- Exercise prompt -
Would you write out the entries below, every one of them, exactly?

- Source data -
BEGIN

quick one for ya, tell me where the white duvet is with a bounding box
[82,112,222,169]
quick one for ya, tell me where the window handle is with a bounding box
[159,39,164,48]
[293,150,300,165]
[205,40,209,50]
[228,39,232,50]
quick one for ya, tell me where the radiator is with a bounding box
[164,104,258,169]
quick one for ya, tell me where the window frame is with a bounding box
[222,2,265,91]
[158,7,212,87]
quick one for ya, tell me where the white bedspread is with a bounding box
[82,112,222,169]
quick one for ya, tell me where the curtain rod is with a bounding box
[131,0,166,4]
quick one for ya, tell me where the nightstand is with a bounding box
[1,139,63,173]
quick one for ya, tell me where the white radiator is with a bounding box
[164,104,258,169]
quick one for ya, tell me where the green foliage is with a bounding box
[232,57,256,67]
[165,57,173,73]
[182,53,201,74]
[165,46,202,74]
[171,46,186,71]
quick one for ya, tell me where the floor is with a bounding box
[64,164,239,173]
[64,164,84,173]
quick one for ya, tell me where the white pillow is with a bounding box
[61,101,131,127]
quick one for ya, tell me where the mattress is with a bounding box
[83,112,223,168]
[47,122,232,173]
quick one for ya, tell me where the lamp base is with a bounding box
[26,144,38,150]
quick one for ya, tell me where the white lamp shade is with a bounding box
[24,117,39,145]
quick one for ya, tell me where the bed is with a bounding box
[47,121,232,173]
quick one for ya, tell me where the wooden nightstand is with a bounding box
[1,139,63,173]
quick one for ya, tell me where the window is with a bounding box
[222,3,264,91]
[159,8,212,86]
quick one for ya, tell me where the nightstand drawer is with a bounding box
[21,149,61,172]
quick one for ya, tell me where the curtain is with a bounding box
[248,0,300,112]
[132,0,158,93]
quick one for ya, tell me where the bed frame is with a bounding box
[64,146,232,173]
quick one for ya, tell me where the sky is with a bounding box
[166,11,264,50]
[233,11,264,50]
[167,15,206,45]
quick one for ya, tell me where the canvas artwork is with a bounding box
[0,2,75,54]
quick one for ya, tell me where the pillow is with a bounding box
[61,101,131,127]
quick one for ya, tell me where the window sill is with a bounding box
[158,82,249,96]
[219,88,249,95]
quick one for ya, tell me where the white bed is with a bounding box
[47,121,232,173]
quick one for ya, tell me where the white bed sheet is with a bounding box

END

- Answer space -
quick one for ya, tell me where the white duvet is with a bounding box
[82,112,222,169]
quick one for ya, tell me where the window handle is with a bounding box
[159,39,164,48]
[293,150,300,165]
[205,40,209,50]
[228,39,232,50]
quick one for ya, tell me where the radiator is with a bounding box
[164,104,258,169]
quick one for ya, tell me where the window frame is with a bounding box
[222,2,265,91]
[158,7,212,87]
quick one for ya, tell me where the white bedspread is with a bounding box
[82,112,222,169]
quick one for ya, tell me where the curtain rod is with a bounding box
[131,0,166,4]
quick one for ya, tell me where the nightstand is with a bounding box
[1,139,63,173]
quick one for ya, tell me where the white radiator is with a bounding box
[164,104,258,169]
quick one for ya, tell me where the green foliage is with a bounding box
[232,57,256,67]
[165,57,173,73]
[182,53,201,74]
[165,46,202,74]
[171,46,186,71]
quick one for ya, tell me where the floor is with a bounding box
[64,164,239,173]
[64,164,84,173]
quick one for ya, tell me where the white pillow is with a bounding box
[61,101,131,127]
quick one for ya, tell me where the mattress is with a bounding box
[83,112,223,168]
[47,122,232,173]
quick one for ya, tell me where the lamp base is with a bounding box
[26,144,38,150]
quick one for ya, tell me where the white lamp shade is with a bounding box
[24,117,39,145]
quick one for ya, tell me where the bed is with a bounding box
[47,121,232,173]
quick one for ya, tell me where the wooden nightstand is with a bounding box
[1,139,63,173]
quick one for ya, tell me where the window is with a bounding box
[222,3,264,91]
[159,8,212,86]
quick one for ya, tell me where the nightstand drawer is with a bounding box
[21,149,61,172]
quick one for ya, tell me where the curtain is with a bounding box
[248,0,300,112]
[132,0,158,93]
quick one for ya, tell me where the bed frame is with a bounding box
[64,146,232,173]
quick one for ya, tell me where the sky is with a bounding box
[166,11,264,50]
[233,11,264,50]
[167,15,206,45]
quick one for ya, tell me where the canvas artwork is with a bounding box
[0,2,75,54]
quick one for ya, tell me where the pillow is with a bounding box
[61,101,131,127]
quick one for ya, tell me where the window sill is with a bounding box
[158,82,249,96]
[219,88,249,95]
quick one for ya, tell me where the white bed is with a bounding box
[47,121,232,173]
quick one for ya, tell me where the white bed sheet is with a bounding box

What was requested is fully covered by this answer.